Reproduce the lines of the listing below verbatim, starting at the line containing "Task: indicate the black tv" and ending at the line containing "<point>321,240</point>", both included.

:: Supplied entries ::

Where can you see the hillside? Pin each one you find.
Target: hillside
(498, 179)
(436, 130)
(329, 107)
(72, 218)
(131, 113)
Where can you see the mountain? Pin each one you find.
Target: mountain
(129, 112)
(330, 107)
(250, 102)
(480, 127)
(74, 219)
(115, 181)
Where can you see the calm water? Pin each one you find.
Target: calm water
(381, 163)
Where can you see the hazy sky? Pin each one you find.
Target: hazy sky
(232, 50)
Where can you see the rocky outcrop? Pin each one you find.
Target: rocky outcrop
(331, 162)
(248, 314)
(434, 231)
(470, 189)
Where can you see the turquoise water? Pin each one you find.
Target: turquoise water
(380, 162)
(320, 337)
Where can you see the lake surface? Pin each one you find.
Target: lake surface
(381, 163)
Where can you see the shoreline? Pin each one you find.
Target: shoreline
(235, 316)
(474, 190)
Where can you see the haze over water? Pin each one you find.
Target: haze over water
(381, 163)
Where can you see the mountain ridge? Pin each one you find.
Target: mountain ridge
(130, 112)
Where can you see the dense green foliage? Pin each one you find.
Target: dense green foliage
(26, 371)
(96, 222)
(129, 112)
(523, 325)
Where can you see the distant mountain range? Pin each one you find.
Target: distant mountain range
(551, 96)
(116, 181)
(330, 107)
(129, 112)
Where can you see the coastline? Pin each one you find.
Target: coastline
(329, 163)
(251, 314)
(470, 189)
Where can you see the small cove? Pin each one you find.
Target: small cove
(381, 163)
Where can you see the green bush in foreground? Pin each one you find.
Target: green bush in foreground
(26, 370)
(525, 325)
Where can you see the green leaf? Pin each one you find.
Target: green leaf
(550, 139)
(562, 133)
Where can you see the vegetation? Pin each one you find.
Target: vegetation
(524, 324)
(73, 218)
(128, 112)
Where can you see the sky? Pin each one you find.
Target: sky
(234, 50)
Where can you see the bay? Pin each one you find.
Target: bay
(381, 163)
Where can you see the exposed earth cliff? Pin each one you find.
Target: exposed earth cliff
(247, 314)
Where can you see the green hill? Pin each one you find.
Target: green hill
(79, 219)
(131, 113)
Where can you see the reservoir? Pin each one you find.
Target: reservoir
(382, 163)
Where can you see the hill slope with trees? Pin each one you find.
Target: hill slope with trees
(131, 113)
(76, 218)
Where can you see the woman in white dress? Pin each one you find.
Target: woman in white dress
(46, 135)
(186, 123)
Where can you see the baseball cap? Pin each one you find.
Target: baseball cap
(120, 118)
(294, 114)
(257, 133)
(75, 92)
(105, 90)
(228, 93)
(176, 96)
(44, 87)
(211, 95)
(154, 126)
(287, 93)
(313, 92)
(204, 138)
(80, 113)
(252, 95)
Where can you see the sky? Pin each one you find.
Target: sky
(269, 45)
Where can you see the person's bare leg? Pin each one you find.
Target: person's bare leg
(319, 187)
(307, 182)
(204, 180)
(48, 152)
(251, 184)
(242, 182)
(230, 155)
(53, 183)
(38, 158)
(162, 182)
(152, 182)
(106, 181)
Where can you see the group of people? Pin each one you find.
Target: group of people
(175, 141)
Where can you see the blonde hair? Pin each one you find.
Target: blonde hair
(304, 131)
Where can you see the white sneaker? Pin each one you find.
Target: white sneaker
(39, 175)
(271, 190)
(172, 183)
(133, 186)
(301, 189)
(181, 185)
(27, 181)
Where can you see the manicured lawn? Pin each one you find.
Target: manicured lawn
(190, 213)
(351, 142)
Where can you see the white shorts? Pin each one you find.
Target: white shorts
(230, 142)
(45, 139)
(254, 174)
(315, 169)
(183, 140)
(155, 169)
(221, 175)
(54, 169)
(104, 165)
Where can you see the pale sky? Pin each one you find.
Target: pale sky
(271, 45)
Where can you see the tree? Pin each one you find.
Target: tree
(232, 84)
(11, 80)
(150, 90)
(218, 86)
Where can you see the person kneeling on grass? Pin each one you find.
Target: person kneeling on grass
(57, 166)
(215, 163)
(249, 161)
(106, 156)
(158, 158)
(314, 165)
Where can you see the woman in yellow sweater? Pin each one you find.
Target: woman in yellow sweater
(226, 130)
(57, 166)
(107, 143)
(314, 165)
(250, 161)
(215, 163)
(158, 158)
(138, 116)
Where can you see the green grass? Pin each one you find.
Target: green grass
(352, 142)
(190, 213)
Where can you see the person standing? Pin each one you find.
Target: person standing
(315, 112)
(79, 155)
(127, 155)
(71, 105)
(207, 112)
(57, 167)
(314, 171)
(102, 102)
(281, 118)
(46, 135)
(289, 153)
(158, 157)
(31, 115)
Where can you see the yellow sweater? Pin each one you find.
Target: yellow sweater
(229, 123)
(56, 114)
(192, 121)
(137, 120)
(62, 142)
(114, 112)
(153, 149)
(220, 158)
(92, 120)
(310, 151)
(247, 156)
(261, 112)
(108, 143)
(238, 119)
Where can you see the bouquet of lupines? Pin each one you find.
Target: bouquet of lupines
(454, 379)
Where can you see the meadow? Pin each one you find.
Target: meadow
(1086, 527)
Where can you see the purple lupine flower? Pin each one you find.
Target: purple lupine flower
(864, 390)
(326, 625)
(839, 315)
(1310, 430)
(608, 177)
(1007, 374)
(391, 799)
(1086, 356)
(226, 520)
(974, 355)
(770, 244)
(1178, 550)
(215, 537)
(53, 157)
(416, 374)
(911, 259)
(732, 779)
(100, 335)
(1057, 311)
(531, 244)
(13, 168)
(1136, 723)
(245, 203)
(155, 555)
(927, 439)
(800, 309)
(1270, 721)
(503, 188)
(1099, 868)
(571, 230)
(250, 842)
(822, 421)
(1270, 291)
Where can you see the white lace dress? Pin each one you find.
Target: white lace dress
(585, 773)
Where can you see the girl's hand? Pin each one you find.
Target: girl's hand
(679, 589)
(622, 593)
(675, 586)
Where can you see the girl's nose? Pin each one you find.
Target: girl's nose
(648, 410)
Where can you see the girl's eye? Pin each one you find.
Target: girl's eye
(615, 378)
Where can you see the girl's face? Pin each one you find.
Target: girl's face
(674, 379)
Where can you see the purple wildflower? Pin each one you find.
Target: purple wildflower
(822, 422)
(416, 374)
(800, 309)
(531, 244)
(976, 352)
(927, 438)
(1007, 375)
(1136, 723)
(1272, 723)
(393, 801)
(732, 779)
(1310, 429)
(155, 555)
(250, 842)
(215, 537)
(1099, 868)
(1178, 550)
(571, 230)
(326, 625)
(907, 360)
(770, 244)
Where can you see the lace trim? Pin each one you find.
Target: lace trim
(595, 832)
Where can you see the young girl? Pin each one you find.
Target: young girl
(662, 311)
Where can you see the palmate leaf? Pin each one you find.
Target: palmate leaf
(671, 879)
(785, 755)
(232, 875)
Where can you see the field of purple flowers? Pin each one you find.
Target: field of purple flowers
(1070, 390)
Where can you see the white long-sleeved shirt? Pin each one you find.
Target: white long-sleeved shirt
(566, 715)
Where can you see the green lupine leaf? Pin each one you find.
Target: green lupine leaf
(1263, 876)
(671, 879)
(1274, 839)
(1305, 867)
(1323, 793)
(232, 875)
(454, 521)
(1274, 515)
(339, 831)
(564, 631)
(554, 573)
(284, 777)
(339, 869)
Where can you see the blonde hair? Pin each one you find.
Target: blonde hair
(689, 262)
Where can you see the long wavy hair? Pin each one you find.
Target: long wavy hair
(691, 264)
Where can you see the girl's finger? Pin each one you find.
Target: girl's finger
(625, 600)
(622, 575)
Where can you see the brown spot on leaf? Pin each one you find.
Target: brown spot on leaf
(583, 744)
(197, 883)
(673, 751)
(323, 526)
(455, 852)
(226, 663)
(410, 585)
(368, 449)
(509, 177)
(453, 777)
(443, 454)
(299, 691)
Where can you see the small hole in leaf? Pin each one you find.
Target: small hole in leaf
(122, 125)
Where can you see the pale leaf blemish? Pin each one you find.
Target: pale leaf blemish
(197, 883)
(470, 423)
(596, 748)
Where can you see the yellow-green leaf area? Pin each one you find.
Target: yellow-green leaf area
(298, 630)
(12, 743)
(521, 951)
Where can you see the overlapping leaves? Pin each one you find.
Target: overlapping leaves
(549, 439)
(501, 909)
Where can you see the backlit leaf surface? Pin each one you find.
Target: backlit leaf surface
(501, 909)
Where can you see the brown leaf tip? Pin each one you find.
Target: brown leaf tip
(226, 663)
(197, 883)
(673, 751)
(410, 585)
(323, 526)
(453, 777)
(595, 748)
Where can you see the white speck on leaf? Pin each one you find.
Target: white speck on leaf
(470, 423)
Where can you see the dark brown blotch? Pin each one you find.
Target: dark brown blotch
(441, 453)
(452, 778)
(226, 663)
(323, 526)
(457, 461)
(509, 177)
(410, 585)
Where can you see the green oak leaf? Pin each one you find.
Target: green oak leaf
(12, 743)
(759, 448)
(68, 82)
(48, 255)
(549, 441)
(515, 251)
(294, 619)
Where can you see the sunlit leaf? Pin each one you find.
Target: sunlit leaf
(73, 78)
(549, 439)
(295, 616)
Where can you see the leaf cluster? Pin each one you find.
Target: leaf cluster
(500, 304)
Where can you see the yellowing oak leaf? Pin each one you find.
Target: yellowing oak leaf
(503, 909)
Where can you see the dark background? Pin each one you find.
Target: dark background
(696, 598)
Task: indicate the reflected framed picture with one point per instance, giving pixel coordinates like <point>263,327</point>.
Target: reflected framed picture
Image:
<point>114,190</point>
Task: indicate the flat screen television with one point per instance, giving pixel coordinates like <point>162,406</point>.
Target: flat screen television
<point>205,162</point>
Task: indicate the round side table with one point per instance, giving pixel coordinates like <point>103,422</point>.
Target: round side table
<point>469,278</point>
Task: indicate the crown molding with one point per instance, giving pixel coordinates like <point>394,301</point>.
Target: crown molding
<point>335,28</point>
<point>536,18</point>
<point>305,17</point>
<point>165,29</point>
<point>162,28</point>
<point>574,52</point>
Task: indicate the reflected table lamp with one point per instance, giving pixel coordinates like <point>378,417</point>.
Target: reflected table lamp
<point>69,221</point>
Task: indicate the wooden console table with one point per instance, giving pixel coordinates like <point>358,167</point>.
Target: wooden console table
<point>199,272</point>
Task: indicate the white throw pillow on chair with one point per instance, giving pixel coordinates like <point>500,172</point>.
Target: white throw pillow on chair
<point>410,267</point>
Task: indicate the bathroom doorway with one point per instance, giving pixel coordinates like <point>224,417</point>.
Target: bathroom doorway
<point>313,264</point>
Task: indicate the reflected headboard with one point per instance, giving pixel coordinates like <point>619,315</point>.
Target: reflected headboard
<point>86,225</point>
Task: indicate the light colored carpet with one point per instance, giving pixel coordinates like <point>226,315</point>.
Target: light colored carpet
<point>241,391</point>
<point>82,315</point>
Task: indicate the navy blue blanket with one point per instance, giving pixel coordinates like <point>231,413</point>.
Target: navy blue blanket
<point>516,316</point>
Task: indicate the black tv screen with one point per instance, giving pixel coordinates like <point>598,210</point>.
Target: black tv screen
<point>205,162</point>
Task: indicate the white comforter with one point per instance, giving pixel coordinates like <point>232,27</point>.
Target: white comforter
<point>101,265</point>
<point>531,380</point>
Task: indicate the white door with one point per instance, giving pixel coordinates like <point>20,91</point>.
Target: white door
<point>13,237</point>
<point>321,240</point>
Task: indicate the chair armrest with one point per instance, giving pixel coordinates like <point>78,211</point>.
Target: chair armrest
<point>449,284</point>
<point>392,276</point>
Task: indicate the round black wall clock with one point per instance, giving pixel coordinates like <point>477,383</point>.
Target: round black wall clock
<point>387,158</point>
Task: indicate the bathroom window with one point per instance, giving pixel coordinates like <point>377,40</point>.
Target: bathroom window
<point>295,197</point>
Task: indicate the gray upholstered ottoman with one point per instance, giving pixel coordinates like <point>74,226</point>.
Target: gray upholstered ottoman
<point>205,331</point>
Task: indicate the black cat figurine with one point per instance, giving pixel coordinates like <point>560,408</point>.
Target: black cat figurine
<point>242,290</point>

:::

Task answer>
Task: indicate the black tv screen with one point per instance, giving pixel coordinates like <point>598,210</point>.
Target: black tv screen
<point>205,162</point>
Task: indicate the white comforter with one point per instance, giving pixel coordinates like <point>232,27</point>.
Target: white comforter
<point>101,265</point>
<point>531,380</point>
Task: indicate the white door with one point per instance, giving pixel coordinates like <point>20,91</point>.
Target: white door
<point>13,237</point>
<point>321,240</point>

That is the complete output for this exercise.